◆ RECORDS PROVIDED:

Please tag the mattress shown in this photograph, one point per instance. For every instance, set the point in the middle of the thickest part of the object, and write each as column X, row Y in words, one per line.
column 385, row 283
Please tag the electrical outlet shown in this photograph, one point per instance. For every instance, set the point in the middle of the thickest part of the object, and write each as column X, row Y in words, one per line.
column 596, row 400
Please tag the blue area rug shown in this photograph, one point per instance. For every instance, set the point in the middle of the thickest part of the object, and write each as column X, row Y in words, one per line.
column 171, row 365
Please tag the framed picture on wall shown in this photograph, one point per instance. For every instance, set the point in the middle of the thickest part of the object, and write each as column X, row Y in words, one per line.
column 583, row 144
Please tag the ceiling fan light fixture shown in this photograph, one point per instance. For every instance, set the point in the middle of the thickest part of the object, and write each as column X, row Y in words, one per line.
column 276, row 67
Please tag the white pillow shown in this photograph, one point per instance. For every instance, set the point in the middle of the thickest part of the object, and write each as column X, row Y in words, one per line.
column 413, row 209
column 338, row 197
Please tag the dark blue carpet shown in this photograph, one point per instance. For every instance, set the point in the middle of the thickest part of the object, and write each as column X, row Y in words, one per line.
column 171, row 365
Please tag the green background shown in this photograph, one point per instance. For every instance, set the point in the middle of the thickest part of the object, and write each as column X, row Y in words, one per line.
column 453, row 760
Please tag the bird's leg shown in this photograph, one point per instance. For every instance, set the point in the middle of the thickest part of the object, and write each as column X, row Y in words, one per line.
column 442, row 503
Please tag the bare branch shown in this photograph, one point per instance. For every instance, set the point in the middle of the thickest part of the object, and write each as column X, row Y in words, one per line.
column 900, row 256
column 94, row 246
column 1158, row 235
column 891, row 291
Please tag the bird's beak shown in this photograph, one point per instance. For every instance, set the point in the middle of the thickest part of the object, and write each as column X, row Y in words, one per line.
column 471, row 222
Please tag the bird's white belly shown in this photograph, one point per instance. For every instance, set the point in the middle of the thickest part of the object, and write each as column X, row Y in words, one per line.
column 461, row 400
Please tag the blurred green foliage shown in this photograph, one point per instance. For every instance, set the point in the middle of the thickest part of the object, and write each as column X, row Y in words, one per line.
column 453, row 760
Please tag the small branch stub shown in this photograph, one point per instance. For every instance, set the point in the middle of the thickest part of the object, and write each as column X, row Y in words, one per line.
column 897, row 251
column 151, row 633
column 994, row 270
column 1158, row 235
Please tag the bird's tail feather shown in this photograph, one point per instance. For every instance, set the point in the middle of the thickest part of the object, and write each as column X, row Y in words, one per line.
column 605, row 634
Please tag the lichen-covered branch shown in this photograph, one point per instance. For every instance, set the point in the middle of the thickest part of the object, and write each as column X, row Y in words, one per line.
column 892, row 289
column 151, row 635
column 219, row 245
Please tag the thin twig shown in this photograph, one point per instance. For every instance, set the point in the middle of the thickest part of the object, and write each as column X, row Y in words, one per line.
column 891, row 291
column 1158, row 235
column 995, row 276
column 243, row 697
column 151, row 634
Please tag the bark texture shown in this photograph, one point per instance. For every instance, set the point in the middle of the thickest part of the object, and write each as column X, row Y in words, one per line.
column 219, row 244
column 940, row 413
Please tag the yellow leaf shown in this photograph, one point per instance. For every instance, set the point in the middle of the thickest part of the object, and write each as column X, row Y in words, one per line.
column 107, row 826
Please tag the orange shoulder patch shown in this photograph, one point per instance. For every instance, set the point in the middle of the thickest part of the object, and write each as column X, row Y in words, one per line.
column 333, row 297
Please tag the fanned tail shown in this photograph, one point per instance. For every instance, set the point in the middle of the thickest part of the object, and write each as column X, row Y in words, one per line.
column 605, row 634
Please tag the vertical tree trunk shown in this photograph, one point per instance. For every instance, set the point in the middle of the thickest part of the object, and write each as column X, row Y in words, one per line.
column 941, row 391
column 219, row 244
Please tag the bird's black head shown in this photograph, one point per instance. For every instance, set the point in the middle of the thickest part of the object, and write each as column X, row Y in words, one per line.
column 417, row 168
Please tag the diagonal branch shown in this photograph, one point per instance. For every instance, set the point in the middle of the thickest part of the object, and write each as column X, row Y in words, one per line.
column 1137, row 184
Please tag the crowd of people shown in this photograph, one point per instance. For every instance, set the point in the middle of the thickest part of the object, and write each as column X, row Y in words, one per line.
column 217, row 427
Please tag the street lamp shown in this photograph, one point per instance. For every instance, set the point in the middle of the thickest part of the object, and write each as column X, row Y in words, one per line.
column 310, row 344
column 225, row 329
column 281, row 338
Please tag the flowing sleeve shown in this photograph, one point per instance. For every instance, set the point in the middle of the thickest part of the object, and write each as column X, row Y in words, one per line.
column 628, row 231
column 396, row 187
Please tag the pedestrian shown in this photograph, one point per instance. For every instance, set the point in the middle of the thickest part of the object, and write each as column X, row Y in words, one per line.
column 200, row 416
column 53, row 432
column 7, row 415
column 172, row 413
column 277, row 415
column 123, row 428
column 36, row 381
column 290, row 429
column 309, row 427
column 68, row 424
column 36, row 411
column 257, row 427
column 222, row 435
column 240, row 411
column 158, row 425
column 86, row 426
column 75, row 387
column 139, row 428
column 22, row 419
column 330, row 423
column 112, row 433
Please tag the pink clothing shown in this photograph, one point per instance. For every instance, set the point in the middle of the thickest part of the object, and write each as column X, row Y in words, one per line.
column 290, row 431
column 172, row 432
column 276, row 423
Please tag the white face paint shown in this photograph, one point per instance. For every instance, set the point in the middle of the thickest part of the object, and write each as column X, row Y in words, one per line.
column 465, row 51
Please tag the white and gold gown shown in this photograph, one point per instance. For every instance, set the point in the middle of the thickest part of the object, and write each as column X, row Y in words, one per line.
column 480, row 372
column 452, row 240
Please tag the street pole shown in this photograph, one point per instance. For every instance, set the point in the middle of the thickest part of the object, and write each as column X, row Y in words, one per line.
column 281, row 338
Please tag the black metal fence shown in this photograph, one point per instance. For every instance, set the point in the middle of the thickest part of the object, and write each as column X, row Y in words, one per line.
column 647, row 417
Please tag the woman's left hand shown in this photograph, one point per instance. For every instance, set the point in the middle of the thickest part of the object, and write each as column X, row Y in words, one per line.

◆ CHALLENGE: Rewrite the records from the line containing "Please tag the pedestrian" through the end of the records, changing "street pole" to "lamp post" and leaving everything else the same.

◆ RESPONSE TO THE TASK:
Please tag the pedestrian shown in this photograph, one point per instance. For every instance, set the point in the middle of the thickest part of the object, and write each as column X, row Y in words, one per line.
column 200, row 416
column 53, row 432
column 7, row 415
column 172, row 413
column 277, row 415
column 123, row 428
column 36, row 381
column 290, row 429
column 309, row 427
column 68, row 424
column 36, row 411
column 257, row 427
column 222, row 435
column 240, row 411
column 158, row 425
column 86, row 426
column 75, row 387
column 139, row 428
column 22, row 419
column 330, row 423
column 112, row 433
Please tag the pink clothing shown in this photograph, one point per instance. For every instance, set the point in the middle of the thickest part of the object, and write each as column X, row Y in words, one per line.
column 290, row 431
column 172, row 432
column 276, row 423
Please tag the white face paint shown in this photograph, one point per instance. For every instance, set the point in the middle of the thickest part of the object, and write each as column X, row Y in words, one per line.
column 465, row 51
Please tag the white and gold gown shown in this photograph, one point per instance. For every instance, set the point in the middle of the thickest part of the object, and write each as column X, row Y in words, one per line.
column 480, row 372
column 452, row 240
Please tag the lamp post shown in this photograph, one point per instance. For every instance, set the point in the middle of the thickest part of the object, and write each as column X, row Y in words, one per line.
column 281, row 338
Please tag the black metal fence shown in this photograph, one point per instance. For every instance, set the point in the middle of the thickest part of the object, and write each as column X, row Y in words, one per line.
column 647, row 417
Please tag the woman's left hand shown in this photograph, one point per instance. For every instance, set the point in the middle of the thickest part of the object, and write each as column X, row Y in words, one per line.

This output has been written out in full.